Task description: Output every record word for word, minus the pictures.

Dataset extract:
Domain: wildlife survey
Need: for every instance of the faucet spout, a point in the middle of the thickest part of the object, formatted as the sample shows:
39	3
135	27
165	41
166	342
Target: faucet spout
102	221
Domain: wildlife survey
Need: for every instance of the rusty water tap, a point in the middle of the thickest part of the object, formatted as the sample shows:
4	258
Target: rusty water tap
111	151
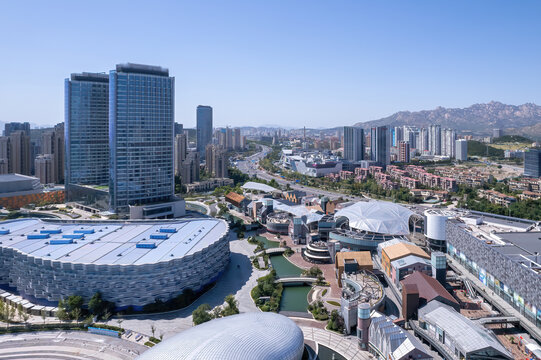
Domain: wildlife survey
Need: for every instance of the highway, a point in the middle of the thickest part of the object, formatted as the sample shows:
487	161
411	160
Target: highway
250	166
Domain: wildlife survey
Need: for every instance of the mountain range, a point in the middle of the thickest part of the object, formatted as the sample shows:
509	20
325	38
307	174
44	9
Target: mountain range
479	118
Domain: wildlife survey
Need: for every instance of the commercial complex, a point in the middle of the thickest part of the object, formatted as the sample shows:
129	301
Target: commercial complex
141	123
130	263
204	128
238	337
532	163
459	336
353	143
503	253
387	340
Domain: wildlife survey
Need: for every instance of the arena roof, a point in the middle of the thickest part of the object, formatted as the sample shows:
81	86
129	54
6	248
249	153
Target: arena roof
378	217
111	242
247	336
251	185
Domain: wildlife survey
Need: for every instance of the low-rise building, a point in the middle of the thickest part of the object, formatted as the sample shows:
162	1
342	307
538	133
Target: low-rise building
208	185
350	262
459	336
400	258
497	198
17	191
389	341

Reply to the exercise:
Domain: wildlife survey
Need: for every instance of the faucet spout, a point in the middle of the thickest part of the object, formatted as the sample shows:
39	3
135	27
165	41
166	342
Target: faucet spout
102	221
Domain: wildlife survey
Need: for every instance of the rusty water tap, a point in the middle of the thickest part of the object, formatted as the sample shows:
4	258
Target: rusty water tap
111	151
Domain: wildlife survey
Need: for every instance of the highway, a point in the middle of the thickest part of the object, formatted as the sample shows:
487	161
411	160
Target: highway
250	166
Domain: wildlife survey
Need: for every instance of the mountain range, a point in the middle of the thickest part of the object, formatted as the sample shows:
509	20
325	38
307	174
44	9
Target: mountain range
479	118
Domain: wildlife survey
Need: for every instance of the commercial complex, a point in the middle of the thickest part of the object, formatted as the sample shows:
129	301
Target: commercial complex
141	123
130	263
204	128
238	337
532	163
459	336
353	143
503	253
387	340
Domain: wildlife survey
Need: for every instance of the arena roof, a point in the middle of the thickest part of the object, formatted as the sample shows:
81	86
129	54
6	248
249	153
Target: arena roof
378	217
111	242
247	336
251	185
Domain: wildlife survey
Need: for every instance of the low-rise building, a point in the middle of the thickest part of the object, formatted as the sample shows:
162	1
342	307
538	133
Target: low-rise building
208	185
350	262
459	336
400	258
497	198
17	191
389	341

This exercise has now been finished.